**DESCRIPTION OF THE TASK:** Write out all of the entries exactly, please.

* BEGIN THE INPUT *

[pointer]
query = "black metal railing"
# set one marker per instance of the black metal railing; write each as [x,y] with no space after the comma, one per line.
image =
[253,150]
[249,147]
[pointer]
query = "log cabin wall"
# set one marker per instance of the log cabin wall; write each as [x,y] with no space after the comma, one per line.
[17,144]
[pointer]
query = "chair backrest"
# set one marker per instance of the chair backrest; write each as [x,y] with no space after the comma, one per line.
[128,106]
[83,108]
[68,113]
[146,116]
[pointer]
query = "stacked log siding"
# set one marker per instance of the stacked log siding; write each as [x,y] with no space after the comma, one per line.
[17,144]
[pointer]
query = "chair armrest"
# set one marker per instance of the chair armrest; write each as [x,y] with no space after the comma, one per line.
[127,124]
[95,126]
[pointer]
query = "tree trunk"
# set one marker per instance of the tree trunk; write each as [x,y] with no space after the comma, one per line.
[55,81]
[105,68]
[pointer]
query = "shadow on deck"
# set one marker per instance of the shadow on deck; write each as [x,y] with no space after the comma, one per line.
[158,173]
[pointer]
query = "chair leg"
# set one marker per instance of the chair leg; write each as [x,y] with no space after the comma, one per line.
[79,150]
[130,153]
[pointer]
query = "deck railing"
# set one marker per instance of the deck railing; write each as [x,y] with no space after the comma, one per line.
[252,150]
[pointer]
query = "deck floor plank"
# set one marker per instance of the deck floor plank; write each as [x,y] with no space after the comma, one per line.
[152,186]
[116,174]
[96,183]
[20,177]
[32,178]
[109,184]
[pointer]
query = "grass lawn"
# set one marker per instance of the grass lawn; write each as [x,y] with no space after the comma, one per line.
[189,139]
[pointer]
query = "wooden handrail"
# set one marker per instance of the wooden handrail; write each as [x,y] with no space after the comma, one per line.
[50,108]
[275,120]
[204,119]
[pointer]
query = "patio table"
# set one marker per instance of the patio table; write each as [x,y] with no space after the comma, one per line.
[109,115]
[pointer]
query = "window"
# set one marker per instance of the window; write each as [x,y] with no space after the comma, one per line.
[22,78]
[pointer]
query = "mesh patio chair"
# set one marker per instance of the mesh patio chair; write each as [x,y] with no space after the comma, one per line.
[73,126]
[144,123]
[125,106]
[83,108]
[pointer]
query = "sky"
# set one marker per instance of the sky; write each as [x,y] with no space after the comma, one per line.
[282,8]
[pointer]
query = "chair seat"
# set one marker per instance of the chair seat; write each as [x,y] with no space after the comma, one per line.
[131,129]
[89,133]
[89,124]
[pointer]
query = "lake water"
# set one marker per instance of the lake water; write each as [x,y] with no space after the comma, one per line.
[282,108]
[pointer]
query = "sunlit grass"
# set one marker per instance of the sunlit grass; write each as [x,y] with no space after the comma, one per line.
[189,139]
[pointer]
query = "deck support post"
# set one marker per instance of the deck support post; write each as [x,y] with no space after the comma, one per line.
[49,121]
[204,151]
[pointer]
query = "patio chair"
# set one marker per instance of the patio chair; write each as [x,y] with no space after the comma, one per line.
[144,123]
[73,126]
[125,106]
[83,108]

* END THE INPUT *

**PROBLEM SOLUTION:**
[pointer]
query = "black metal railing"
# set one marker per instance of the black metal railing; write each as [x,y] with no space after the comma, one per line.
image =
[253,150]
[249,147]
[pointer]
query = "log cabin wall"
# set one marker per instance of the log cabin wall; write each as [x,y] with no space after the comma, one per line.
[17,144]
[pointer]
query = "chair backrest"
# set one marker per instance of the chair backrest; write each as [x,y] with no space after the comma, one per line.
[128,106]
[83,108]
[68,113]
[146,116]
[pointer]
query = "stacked log siding"
# set one marker per instance of the stacked log siding; write each as [x,y] with no space after the comma, one per line.
[17,144]
[pointer]
query = "chair armrest"
# set one marker per instance of the chair armrest; write each as [x,y] with no space after the comma, one per line.
[127,124]
[95,126]
[pointer]
query = "tree trunk"
# set one marker per instance of the tree trunk; write each as [x,y] with no space after the comma, one per line.
[55,81]
[105,68]
[pointer]
query = "shadow on deck"
# set one marker per instance of the shadow on deck; write each as [x,y] with no space after the comma, one per line.
[158,173]
[pointer]
query = "chair leg"
# set one marker per instance of the chair leg; write each as [x,y] with no space after the comma, one per line.
[79,150]
[130,153]
[pointer]
query = "deck railing"
# set one marker per instance of the deck railing; write each as [x,y] with no space after the comma, one per line.
[252,150]
[pointer]
query = "deck floor plank"
# set one marker per instance of the deck floor plank; write each as [x,y] with no space after the comma, one per line.
[152,186]
[116,174]
[96,183]
[20,177]
[32,178]
[109,184]
[pointer]
query = "grass lawn"
# set one marker per instance of the grass lawn; write each as [x,y] with no space after the comma, one per line.
[189,139]
[pointer]
query = "wooden handrail"
# set one marker per instance of the wooden handrail; write each as [x,y] with no space after the comma, one per line.
[50,108]
[275,120]
[204,119]
[pointer]
query = "patio table"
# set one marker per instance of the patio table; write each as [x,y] with no space after the comma, one per line.
[109,115]
[pointer]
query = "window"
# set one marker per instance of the window; write each as [x,y] with no space after the comma, one per line.
[22,78]
[pointer]
query = "mesh patio chair"
# set one marker per instance of the mesh patio chair; write each as [x,y] with no space after the comma, one per line.
[73,126]
[144,123]
[125,106]
[83,108]
[pointer]
query = "sky"
# set one marker per instance of the sky; write each as [x,y] with no space after the comma, one per line.
[282,8]
[pointer]
query = "chair seat"
# set one marker per instance of the chair seat; write each as [x,y] with no space after the comma, one per line.
[131,129]
[89,133]
[89,124]
[pointer]
query = "lake water"
# set one marker per instance of the lake water; write each as [x,y] with no space after the comma, one per line.
[282,108]
[pointer]
query = "sunlit grass"
# set one marker per instance of the sunlit grass; write each as [x,y] with no space after the comma, one per line.
[189,139]
[pointer]
query = "deck support post"
# set one marker per instance of the deck support post; write each as [x,y] with no space after the comma, one per line.
[49,121]
[204,151]
[pointer]
query = "patio chair"
# set one marker per instance of the patio chair; write each as [x,y] with no space after the comma, one per line.
[144,123]
[73,126]
[125,106]
[83,108]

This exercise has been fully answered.